• _Your instructions_:
Reproduce every item below line for line, omitting the pictures.

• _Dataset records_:
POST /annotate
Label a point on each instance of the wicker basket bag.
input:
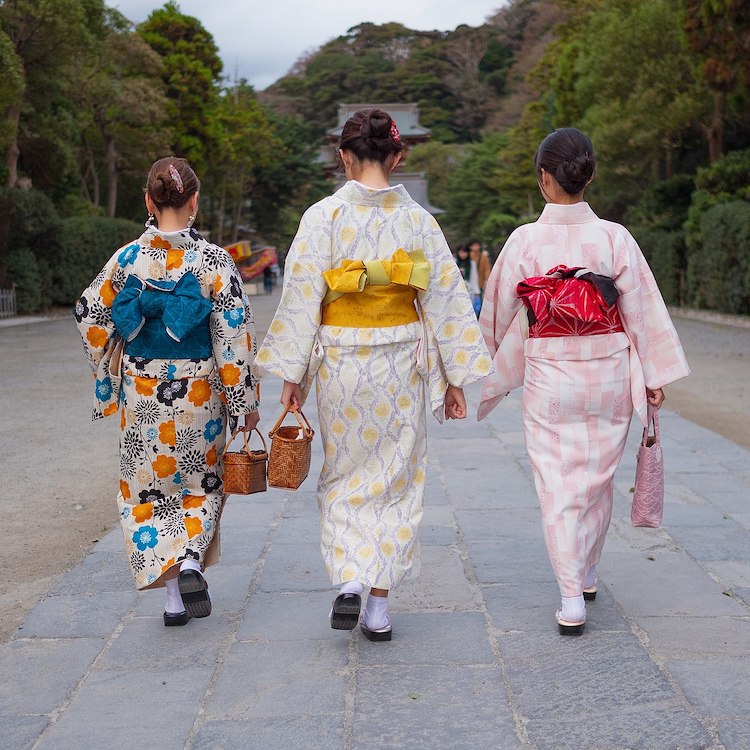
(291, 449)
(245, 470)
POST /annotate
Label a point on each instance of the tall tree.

• _Answer_:
POST /annotate
Label a point on each instance of the wicker basket bag.
input:
(291, 449)
(245, 470)
POST /annotate
Label a point on each instance of the tall tree.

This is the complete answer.